→ **REQUIRED TASKS**
A - Copy everything from "The need for" down to "offer coverage." in the health-care op-ed, switching "employers" to "companies" wherever it appears.
B - Resume the op-ed on fair share health care with the sentence that follows its last one, and carry it on from there.

→ **TEXT PROVIDED**
************

Feb. 10, 2006
Washblog Op-edFair Share Health Care:
Its Time Has Come
By Senator Jeanne Kohl-Welles
As health-care costs continue to spiral, increasing at
two to three times the rate of inflation — and with the
state picking up more of the tab — it’s time we put a stop
to corporate welfare.
That’s why I introduced
Senate Bill 6356. SB 6356 would level the playing
field by requiring employers of 5,000 or more employees
(full-time and part-time) in Washington to spend 9 percent
(for-profit business) or 7 percent (nonprofits) of their
payroll on health-care coverage or pay the difference to the
state Health Services Account for public coverage programs
serving the uninsured.
The need for legislation is indisputable.
Fewer employers are providing health care for their
workers. Five years ago, 7 out of every 10 employers offered
coverage. Today, it’s only 6 out of every 10 employers who
offer coverage.
This erosion in private-sector coverage is one of the
primary reasons that the number of uninsured in the U.S. has
increased to 46 million, which is 5 million more than were
uninsured just 5 years ago. In Washington, it is staggering
to think that 600,000 people don’t have health care
coverage.

************

→ **SOURCE MATERIAL**

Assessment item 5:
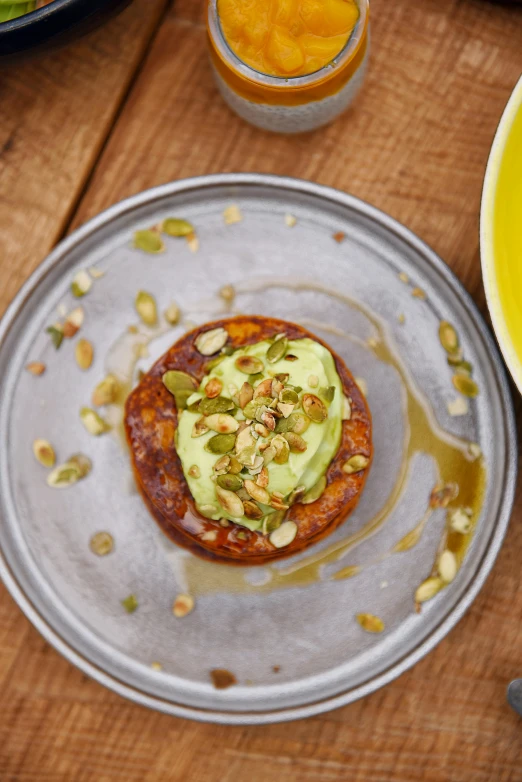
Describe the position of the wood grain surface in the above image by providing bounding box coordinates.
[0,0,522,782]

************

→ **ANSWER LIST**
A -
The need for legislation is indisputable.
Fewer companies are providing health care for their
workers. Five years ago, 7 out of every 10 companies offered
coverage. Today, it’s only 6 out of every 10 companies who
offer coverage.

B -
In addition to declining coverage in the private sector,
state spending on health care is going up at unsustainable
rates. Our state spent nearly $4 billion on health care last
year, nearly twice as much as the state spent only five
years ago. Today, 28 percent of every dollar spent by the
state now goes to health care.
One factor that is driving increases in state
expenditures is that the workers of some employers and their
dependents, including children, are being covered through
taxpayer-financed programs.
Senate staff released a report this week, using data from
the state Office of Financial Management, on how much the
state is spending on health care costs for some of the
state’s largest employers.
That report underscores this urgent and growing problem.
The numbers tell us why it’s imperative that the Legislature
act now to stop some of our largest corporations from
shirking their responsibilities and passing on health
insurance costs to the taxpayers.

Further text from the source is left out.